◆ **WHAT YOU ARE ASKED TO DO**: Render every line of all the entries below as a Markdown table with two columns, Row and Line, numbering the rows and skipping any blank lines. Leave the pictures out of the table.

────────────────

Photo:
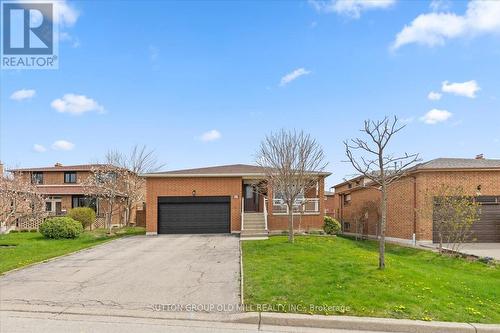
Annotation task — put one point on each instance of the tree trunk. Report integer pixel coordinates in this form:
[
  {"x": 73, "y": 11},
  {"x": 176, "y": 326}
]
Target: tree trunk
[
  {"x": 290, "y": 224},
  {"x": 383, "y": 208}
]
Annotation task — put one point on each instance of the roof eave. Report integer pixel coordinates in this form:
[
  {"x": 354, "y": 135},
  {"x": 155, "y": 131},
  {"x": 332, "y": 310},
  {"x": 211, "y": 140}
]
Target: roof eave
[{"x": 211, "y": 175}]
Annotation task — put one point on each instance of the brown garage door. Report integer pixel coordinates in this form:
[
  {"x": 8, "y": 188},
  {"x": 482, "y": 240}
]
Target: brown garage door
[{"x": 487, "y": 229}]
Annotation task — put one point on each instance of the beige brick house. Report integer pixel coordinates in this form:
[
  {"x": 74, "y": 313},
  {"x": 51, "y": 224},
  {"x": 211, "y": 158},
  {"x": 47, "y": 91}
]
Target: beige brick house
[
  {"x": 224, "y": 199},
  {"x": 356, "y": 204},
  {"x": 61, "y": 186}
]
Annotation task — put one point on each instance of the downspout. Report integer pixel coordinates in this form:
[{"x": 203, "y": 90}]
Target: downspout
[{"x": 414, "y": 211}]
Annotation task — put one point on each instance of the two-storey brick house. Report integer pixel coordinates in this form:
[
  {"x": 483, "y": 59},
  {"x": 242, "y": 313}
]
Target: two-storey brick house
[{"x": 62, "y": 188}]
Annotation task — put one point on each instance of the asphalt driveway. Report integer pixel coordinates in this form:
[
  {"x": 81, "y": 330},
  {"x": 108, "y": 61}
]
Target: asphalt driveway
[{"x": 135, "y": 273}]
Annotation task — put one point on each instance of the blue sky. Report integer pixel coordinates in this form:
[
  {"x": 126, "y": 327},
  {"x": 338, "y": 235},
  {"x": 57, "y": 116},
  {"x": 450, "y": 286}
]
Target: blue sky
[{"x": 202, "y": 82}]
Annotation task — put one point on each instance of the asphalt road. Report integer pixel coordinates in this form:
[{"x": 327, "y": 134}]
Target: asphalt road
[
  {"x": 133, "y": 273},
  {"x": 17, "y": 322}
]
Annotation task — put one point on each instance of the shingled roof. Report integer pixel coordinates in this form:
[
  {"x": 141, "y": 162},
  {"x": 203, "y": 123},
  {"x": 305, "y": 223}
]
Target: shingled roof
[
  {"x": 448, "y": 164},
  {"x": 459, "y": 163},
  {"x": 232, "y": 170},
  {"x": 80, "y": 167}
]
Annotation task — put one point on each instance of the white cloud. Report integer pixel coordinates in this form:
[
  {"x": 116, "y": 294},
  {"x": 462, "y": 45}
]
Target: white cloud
[
  {"x": 23, "y": 94},
  {"x": 432, "y": 29},
  {"x": 76, "y": 104},
  {"x": 39, "y": 148},
  {"x": 351, "y": 8},
  {"x": 293, "y": 76},
  {"x": 62, "y": 145},
  {"x": 211, "y": 135},
  {"x": 435, "y": 116},
  {"x": 440, "y": 5},
  {"x": 434, "y": 96},
  {"x": 467, "y": 89}
]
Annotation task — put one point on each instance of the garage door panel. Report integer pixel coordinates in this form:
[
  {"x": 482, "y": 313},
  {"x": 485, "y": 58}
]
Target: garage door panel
[
  {"x": 487, "y": 228},
  {"x": 196, "y": 215}
]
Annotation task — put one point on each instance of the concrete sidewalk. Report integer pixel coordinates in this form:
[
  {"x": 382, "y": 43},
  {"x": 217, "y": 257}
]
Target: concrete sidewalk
[
  {"x": 17, "y": 322},
  {"x": 480, "y": 249},
  {"x": 45, "y": 315}
]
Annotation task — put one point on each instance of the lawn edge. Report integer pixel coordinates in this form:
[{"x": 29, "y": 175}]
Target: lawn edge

────────────────

◆ **REPLY**:
| Row | Line |
|---|---|
| 1 | Photo: |
| 2 | Annotation task — put one point on each instance of the tree trunk. Report integer pixel coordinates in this form: |
| 3 | [ |
| 4 |   {"x": 73, "y": 11}, |
| 5 |   {"x": 176, "y": 326} |
| 6 | ] |
| 7 | Target: tree trunk |
| 8 | [ |
| 9 |   {"x": 290, "y": 224}, |
| 10 |   {"x": 383, "y": 208} |
| 11 | ] |
| 12 | Annotation task — put one point on each instance of the roof eave. Report integer pixel coordinates in this form: |
| 13 | [ |
| 14 |   {"x": 354, "y": 135}, |
| 15 |   {"x": 155, "y": 131}, |
| 16 |   {"x": 332, "y": 310}, |
| 17 |   {"x": 211, "y": 140} |
| 18 | ] |
| 19 | Target: roof eave |
| 20 | [{"x": 211, "y": 175}] |
| 21 | Annotation task — put one point on each instance of the brown garage door. Report integer pixel coordinates in this form: |
| 22 | [ |
| 23 |   {"x": 8, "y": 188}, |
| 24 |   {"x": 482, "y": 240} |
| 25 | ] |
| 26 | Target: brown garage door |
| 27 | [{"x": 487, "y": 229}] |
| 28 | Annotation task — put one point on each instance of the beige brick house. Report integer pixel coordinates in this form: |
| 29 | [ |
| 30 |   {"x": 74, "y": 313}, |
| 31 |   {"x": 51, "y": 224}, |
| 32 |   {"x": 211, "y": 158}, |
| 33 |   {"x": 47, "y": 91} |
| 34 | ] |
| 35 | Target: beige brick house |
| 36 | [ |
| 37 |   {"x": 224, "y": 199}, |
| 38 |   {"x": 356, "y": 204}, |
| 39 |   {"x": 61, "y": 186} |
| 40 | ] |
| 41 | Annotation task — put one point on each instance of the downspout. Report integer pixel coordinates in this form: |
| 42 | [{"x": 203, "y": 90}] |
| 43 | Target: downspout |
| 44 | [{"x": 414, "y": 211}] |
| 45 | Annotation task — put one point on each instance of the two-storey brick house. Report integer pixel coordinates in this form: |
| 46 | [ |
| 47 |   {"x": 483, "y": 59}, |
| 48 |   {"x": 242, "y": 313} |
| 49 | ] |
| 50 | Target: two-storey brick house |
| 51 | [{"x": 62, "y": 188}] |
| 52 | Annotation task — put one point on each instance of the asphalt driveway. Report integer pixel coordinates in this form: |
| 53 | [ |
| 54 |   {"x": 81, "y": 330}, |
| 55 |   {"x": 108, "y": 61} |
| 56 | ] |
| 57 | Target: asphalt driveway |
| 58 | [{"x": 135, "y": 273}] |
| 59 | Annotation task — put one point on each instance of the blue sky. Report integer pixel coordinates in this form: |
| 60 | [ |
| 61 |   {"x": 126, "y": 327}, |
| 62 |   {"x": 338, "y": 235}, |
| 63 |   {"x": 57, "y": 116}, |
| 64 |   {"x": 450, "y": 286} |
| 65 | ] |
| 66 | Target: blue sky |
| 67 | [{"x": 202, "y": 82}] |
| 68 | Annotation task — put one point on each instance of the asphalt road. Report integer pixel coordinates in this form: |
| 69 | [{"x": 327, "y": 134}] |
| 70 | Target: asphalt road |
| 71 | [ |
| 72 |   {"x": 133, "y": 273}, |
| 73 |   {"x": 17, "y": 322} |
| 74 | ] |
| 75 | Annotation task — put one point on each instance of the shingled roof. Report integer pixel coordinates in this form: |
| 76 | [ |
| 77 |   {"x": 141, "y": 162}, |
| 78 |   {"x": 203, "y": 123}, |
| 79 |   {"x": 305, "y": 223} |
| 80 | ] |
| 81 | Target: shingled roof |
| 82 | [ |
| 83 |   {"x": 448, "y": 164}, |
| 84 |   {"x": 459, "y": 163}, |
| 85 |   {"x": 232, "y": 170}, |
| 86 |   {"x": 80, "y": 167} |
| 87 | ] |
| 88 | Annotation task — put one point on each instance of the white cloud. Report integer pixel coordinates in this form: |
| 89 | [ |
| 90 |   {"x": 116, "y": 294}, |
| 91 |   {"x": 462, "y": 45} |
| 92 | ] |
| 93 | Target: white cloud |
| 94 | [ |
| 95 |   {"x": 23, "y": 94}, |
| 96 |   {"x": 432, "y": 29}, |
| 97 |   {"x": 76, "y": 104}, |
| 98 |   {"x": 39, "y": 148}, |
| 99 |   {"x": 351, "y": 8}, |
| 100 |   {"x": 293, "y": 76}, |
| 101 |   {"x": 62, "y": 145}, |
| 102 |   {"x": 211, "y": 135}, |
| 103 |   {"x": 435, "y": 116}, |
| 104 |   {"x": 440, "y": 5}, |
| 105 |   {"x": 434, "y": 96}, |
| 106 |   {"x": 467, "y": 89} |
| 107 | ] |
| 108 | Annotation task — put one point on each instance of the garage door panel. Report integer pixel coordinates in this form: |
| 109 | [ |
| 110 |   {"x": 482, "y": 313}, |
| 111 |   {"x": 485, "y": 58} |
| 112 | ] |
| 113 | Target: garage door panel |
| 114 | [ |
| 115 |   {"x": 487, "y": 228}, |
| 116 |   {"x": 196, "y": 215} |
| 117 | ] |
| 118 | Annotation task — put one point on each instance of the concrete sidewalk. Report integer pixel coordinates in this form: |
| 119 | [ |
| 120 |   {"x": 382, "y": 43}, |
| 121 |   {"x": 217, "y": 257} |
| 122 | ] |
| 123 | Target: concrete sidewalk |
| 124 | [ |
| 125 |   {"x": 17, "y": 322}, |
| 126 |   {"x": 480, "y": 249}, |
| 127 |   {"x": 45, "y": 315} |
| 128 | ] |
| 129 | Annotation task — put one point on each instance of the lawn edge. Report integer pixel coordinates in this form: |
| 130 | [{"x": 29, "y": 175}] |
| 131 | Target: lawn edge |